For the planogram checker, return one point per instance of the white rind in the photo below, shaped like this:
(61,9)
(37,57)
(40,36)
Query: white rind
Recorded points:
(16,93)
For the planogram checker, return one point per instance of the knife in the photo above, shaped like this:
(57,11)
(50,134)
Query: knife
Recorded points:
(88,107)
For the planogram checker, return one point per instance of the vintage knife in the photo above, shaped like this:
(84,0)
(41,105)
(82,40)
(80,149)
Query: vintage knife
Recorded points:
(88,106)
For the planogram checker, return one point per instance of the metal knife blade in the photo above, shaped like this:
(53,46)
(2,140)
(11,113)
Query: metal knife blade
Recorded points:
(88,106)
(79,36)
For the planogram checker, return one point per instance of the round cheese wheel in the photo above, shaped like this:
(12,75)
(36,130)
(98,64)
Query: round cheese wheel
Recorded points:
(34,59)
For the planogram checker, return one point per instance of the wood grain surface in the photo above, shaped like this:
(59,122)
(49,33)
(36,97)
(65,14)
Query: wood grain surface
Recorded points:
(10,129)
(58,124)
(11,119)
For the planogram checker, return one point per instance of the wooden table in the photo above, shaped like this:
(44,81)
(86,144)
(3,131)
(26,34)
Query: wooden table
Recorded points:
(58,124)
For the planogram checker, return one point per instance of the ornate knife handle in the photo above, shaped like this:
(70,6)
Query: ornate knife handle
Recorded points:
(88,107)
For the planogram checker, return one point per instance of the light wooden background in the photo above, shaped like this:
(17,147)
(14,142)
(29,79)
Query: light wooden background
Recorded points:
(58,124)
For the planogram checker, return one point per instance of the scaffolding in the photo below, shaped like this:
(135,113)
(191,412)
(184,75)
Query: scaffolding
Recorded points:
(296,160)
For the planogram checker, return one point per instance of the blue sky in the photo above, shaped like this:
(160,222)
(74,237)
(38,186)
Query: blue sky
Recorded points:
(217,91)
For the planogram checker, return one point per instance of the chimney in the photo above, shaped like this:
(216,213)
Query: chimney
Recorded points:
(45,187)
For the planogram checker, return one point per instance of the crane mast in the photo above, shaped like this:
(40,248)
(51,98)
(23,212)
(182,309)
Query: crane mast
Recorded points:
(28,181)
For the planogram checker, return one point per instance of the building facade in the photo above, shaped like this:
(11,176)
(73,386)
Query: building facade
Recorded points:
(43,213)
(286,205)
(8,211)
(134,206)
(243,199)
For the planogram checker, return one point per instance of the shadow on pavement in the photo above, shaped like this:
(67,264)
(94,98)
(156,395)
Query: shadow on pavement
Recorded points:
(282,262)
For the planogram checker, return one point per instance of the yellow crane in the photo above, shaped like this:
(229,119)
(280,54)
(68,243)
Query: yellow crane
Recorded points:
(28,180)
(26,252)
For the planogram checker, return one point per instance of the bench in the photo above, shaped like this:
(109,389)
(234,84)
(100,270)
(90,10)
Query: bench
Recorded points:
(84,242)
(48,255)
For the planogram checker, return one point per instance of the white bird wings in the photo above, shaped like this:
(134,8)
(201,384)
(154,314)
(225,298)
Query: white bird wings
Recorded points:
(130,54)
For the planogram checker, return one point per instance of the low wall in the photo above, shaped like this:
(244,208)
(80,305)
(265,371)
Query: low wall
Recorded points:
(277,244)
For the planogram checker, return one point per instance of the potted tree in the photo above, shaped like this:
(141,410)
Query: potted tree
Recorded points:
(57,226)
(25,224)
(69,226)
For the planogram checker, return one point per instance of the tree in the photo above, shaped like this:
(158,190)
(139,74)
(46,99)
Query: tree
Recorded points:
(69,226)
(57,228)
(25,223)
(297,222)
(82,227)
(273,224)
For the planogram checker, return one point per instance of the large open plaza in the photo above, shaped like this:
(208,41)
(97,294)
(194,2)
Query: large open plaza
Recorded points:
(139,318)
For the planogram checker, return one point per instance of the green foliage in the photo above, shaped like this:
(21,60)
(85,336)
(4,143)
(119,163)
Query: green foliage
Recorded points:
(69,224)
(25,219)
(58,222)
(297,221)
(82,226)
* * * * *
*Testo dell'esercizio:* Riporti tutte le righe dei record soprastanti in una tabella Markdown con due colonne: «Riga», con il numero progressivo, e «Contenuto», con il testo della riga. Ometta le righe vuote.

*Soluzione dell'esercizio:*
| Riga | Contenuto |
|---|---|
| 1 | For the planogram checker, return one point per instance of the white rind in the photo below, shaped like this: |
| 2 | (61,9) |
| 3 | (37,57) |
| 4 | (40,36) |
| 5 | Query: white rind |
| 6 | Recorded points: |
| 7 | (16,93) |
| 8 | For the planogram checker, return one point per instance of the knife in the photo above, shaped like this: |
| 9 | (57,11) |
| 10 | (50,134) |
| 11 | Query: knife |
| 12 | Recorded points: |
| 13 | (88,107) |
| 14 | For the planogram checker, return one point per instance of the vintage knife in the photo above, shaped like this: |
| 15 | (84,0) |
| 16 | (41,105) |
| 17 | (82,40) |
| 18 | (80,149) |
| 19 | Query: vintage knife |
| 20 | Recorded points: |
| 21 | (88,106) |
| 22 | For the planogram checker, return one point per instance of the metal knife blade in the photo above, shaped like this: |
| 23 | (53,46) |
| 24 | (2,140) |
| 25 | (11,113) |
| 26 | Query: metal knife blade |
| 27 | Recorded points: |
| 28 | (88,106) |
| 29 | (79,36) |
| 30 | For the planogram checker, return one point per instance of the round cheese wheel in the photo above, shaped like this: |
| 31 | (12,75) |
| 32 | (36,130) |
| 33 | (98,64) |
| 34 | Query: round cheese wheel |
| 35 | Recorded points: |
| 36 | (34,59) |
| 37 | For the planogram checker, return one point per instance of the wood grain surface in the photo above, shaped like this: |
| 38 | (59,122) |
| 39 | (49,33) |
| 40 | (36,97) |
| 41 | (65,14) |
| 42 | Query: wood grain surface |
| 43 | Recorded points: |
| 44 | (10,129) |
| 45 | (58,124) |
| 46 | (11,119) |
| 47 | For the planogram checker, return one point per instance of the wooden table in the photo above, shaped like this: |
| 48 | (44,81) |
| 49 | (86,144) |
| 50 | (3,131) |
| 51 | (26,34) |
| 52 | Query: wooden table |
| 53 | Recorded points: |
| 54 | (58,124) |
| 55 | For the planogram checker, return one point per instance of the ornate knife handle in the photo above, shaped like this: |
| 56 | (70,6) |
| 57 | Query: ornate knife handle |
| 58 | Recorded points: |
| 59 | (88,107) |
| 60 | For the planogram checker, return one point per instance of the light wooden background in the photo above, shaped like this: |
| 61 | (17,147) |
| 62 | (14,142) |
| 63 | (29,79) |
| 64 | Query: light wooden background |
| 65 | Recorded points: |
| 66 | (58,124) |
| 67 | For the planogram checker, return one point per instance of the scaffolding in the photo below, shaped like this: |
| 68 | (135,113) |
| 69 | (191,412) |
| 70 | (184,75) |
| 71 | Query: scaffolding |
| 72 | Recorded points: |
| 73 | (296,160) |
| 74 | For the planogram checker, return one point per instance of the blue sky in the photo above, shaped like this: |
| 75 | (160,222) |
| 76 | (74,237) |
| 77 | (38,186) |
| 78 | Query: blue sky |
| 79 | Recorded points: |
| 80 | (217,91) |
| 81 | For the planogram checker, return one point per instance of the chimney in the photo above, shaped like this: |
| 82 | (216,213) |
| 83 | Query: chimney |
| 84 | Recorded points: |
| 85 | (45,187) |
| 86 | For the planogram checker, return one point per instance of the crane mast in the photo above, shaped like this: |
| 87 | (40,248) |
| 88 | (51,98) |
| 89 | (23,212) |
| 90 | (182,309) |
| 91 | Query: crane mast |
| 92 | Recorded points: |
| 93 | (28,181) |
| 94 | For the planogram checker, return one point per instance of the building facade in the photo above, shaped like this: |
| 95 | (11,176) |
| 96 | (73,386) |
| 97 | Query: building facade |
| 98 | Recorded points: |
| 99 | (43,213) |
| 100 | (286,205) |
| 101 | (8,211) |
| 102 | (134,206) |
| 103 | (243,199) |
| 104 | For the planogram checker, return one point per instance of the shadow on pavement in the photo above, shaped like this: |
| 105 | (67,264) |
| 106 | (94,98) |
| 107 | (156,395) |
| 108 | Query: shadow on pavement |
| 109 | Recorded points: |
| 110 | (282,262) |
| 111 | For the planogram checker, return one point per instance of the yellow crane in the photo above, shaped like this: |
| 112 | (229,119) |
| 113 | (280,54) |
| 114 | (68,243) |
| 115 | Query: yellow crane |
| 116 | Recorded points: |
| 117 | (28,180) |
| 118 | (26,252) |
| 119 | For the planogram checker, return one point per instance of the bench in the photo above, shaped like this: |
| 120 | (109,389) |
| 121 | (234,84) |
| 122 | (100,270) |
| 123 | (90,10) |
| 124 | Query: bench |
| 125 | Recorded points: |
| 126 | (84,242) |
| 127 | (48,255) |
| 128 | For the planogram checker, return one point per instance of the white bird wings in the photo above, shaped like this: |
| 129 | (134,8) |
| 130 | (201,384) |
| 131 | (154,314) |
| 132 | (225,298) |
| 133 | Query: white bird wings |
| 134 | Recorded points: |
| 135 | (130,54) |
| 136 | For the planogram checker, return one point per instance of the low wall in the photo above, shaped like this: |
| 137 | (244,208) |
| 138 | (80,305) |
| 139 | (265,371) |
| 140 | Query: low wall |
| 141 | Recorded points: |
| 142 | (277,244) |
| 143 | For the planogram checker, return one point per instance of the potted tree in the photo above, shaped like this: |
| 144 | (141,410) |
| 145 | Query: potted tree |
| 146 | Recorded points: |
| 147 | (57,226) |
| 148 | (25,224) |
| 149 | (69,226) |
| 150 | For the planogram checker, return one point per instance of the tree in the photo above, shaped like this: |
| 151 | (158,190) |
| 152 | (139,74) |
| 153 | (46,99) |
| 154 | Query: tree |
| 155 | Recorded points: |
| 156 | (69,226) |
| 157 | (57,228) |
| 158 | (25,223) |
| 159 | (297,222) |
| 160 | (82,227) |
| 161 | (273,224) |
| 162 | For the planogram checker, return one point per instance of the large open plaza in the photo above, shaped like this: |
| 163 | (208,41) |
| 164 | (97,294) |
| 165 | (194,2) |
| 166 | Query: large open plaza |
| 167 | Recorded points: |
| 168 | (139,318) |
| 169 | For the planogram checker, return one point per instance of the green foliage in the photo above, shaped like this: |
| 170 | (21,60) |
| 171 | (85,336) |
| 172 | (4,143) |
| 173 | (119,163) |
| 174 | Query: green foliage |
| 175 | Recorded points: |
| 176 | (69,224) |
| 177 | (25,219) |
| 178 | (58,222) |
| 179 | (297,221) |
| 180 | (82,226) |